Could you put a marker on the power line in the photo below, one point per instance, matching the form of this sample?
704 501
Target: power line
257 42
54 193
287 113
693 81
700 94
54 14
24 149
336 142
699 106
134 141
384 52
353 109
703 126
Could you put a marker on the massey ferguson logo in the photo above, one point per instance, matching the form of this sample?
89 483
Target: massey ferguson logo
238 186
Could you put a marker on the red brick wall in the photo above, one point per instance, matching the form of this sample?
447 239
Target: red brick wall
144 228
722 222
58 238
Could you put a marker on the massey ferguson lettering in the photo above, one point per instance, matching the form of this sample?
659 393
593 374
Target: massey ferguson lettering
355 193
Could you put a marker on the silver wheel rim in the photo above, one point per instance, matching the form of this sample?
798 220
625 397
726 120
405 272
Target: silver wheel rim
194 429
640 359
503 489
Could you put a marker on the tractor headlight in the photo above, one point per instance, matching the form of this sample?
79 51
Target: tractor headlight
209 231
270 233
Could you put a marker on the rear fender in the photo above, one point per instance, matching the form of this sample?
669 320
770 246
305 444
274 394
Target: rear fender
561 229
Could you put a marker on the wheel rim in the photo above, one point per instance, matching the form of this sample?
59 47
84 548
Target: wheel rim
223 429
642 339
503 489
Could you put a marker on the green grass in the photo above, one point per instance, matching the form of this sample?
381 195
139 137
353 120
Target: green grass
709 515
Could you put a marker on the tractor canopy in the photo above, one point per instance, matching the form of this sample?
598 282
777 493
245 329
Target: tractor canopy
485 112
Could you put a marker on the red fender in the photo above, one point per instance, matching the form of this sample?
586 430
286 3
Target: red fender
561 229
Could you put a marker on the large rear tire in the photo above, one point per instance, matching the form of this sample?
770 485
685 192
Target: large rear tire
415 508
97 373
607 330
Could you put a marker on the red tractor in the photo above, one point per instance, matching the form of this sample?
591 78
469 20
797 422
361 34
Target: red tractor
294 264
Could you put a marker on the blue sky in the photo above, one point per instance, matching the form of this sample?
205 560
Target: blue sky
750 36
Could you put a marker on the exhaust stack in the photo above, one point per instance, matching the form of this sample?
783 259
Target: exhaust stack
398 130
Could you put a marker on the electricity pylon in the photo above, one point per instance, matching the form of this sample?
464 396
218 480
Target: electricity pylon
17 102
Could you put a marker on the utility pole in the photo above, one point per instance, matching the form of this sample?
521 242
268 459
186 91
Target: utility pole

□ □ □

▶ What you need to do:
The answer should be the entries, given again without a single difference.

▶ Solved exercise:
Could you put a marker on the power line in the photo below, one point per instance, matching the form of this sample?
704 501
Target: power line
257 42
54 193
287 113
693 81
700 94
54 14
24 149
336 142
699 106
134 141
384 52
353 109
703 126
Could you put a marker on the massey ferguson logo in the photo above, one point per instance, matching the form of this sample?
89 483
Target: massey ferguson logo
238 186
Could you put a marker on the red brick wall in the photo above, one point per instance, matching the form of this sample?
447 239
Target: red brick wall
144 228
722 222
58 238
Could you put a marker on the massey ferguson lettering in the photo above, one point per instance, matching the form of this sample?
659 393
593 374
Target: massey ferguson lettering
355 193
Could you put a marker on the silver wheel rim in the photo above, one point per instance, matching the form of this sample?
798 220
625 397
726 120
405 272
Target: silver wheel rim
194 429
640 359
503 489
Could you put a marker on the tractor headlight in the photo above, one point per instance, matching the form of this sample?
79 51
Target: tractor headlight
209 231
270 233
Could you put a marker on the rear fender in the photo above, one point per instance, matching the form of this sample?
669 320
770 246
305 444
274 394
Target: rear fender
561 229
Could you put a marker on the wheel rim in the photo above, one point per instance, matching the form of this sample?
59 47
84 548
Target: wheel rim
223 429
642 339
503 489
Could you put a marker on the green grass in the photo above, one point per instance, matching the form of this sample?
381 195
139 137
353 120
Target: green grass
709 515
Could you put a marker on the tractor canopy in the photo above, one point per instance, matching the form of this sample?
598 282
777 493
245 329
Target: tractor canopy
485 112
Could you put a marker on the red fender in the photo above, one point per instance, matching the form of this sample?
586 430
286 3
Target: red fender
561 229
Could you put a marker on the large rear tire in the photo above, one point per instance, matching the form of this sample?
770 485
685 192
Target: large rear tire
415 508
97 373
607 330
Could you put a marker on the red tractor in the photo above, one point per instance, matching the form of this sample?
591 78
469 20
797 422
361 34
Target: red tractor
294 264
Could you put a marker on the blue sky in the photo above, one point per instance, matching the form of this sample?
205 560
Target: blue sky
750 36
Could you put a marker on the exhaust stack in the photo above, one point per instance, matching the form of this sample?
783 259
Target: exhaust stack
398 130
Could you put a marker on the electricity pylon in the photo above, one point per instance, matching the form of this sample?
464 396
218 480
Target: electricity pylon
17 102
Could you put a marker on the utility pole in the photo above, one point per instance, matching the form of this sample?
521 242
268 459
186 91
Target: utility pole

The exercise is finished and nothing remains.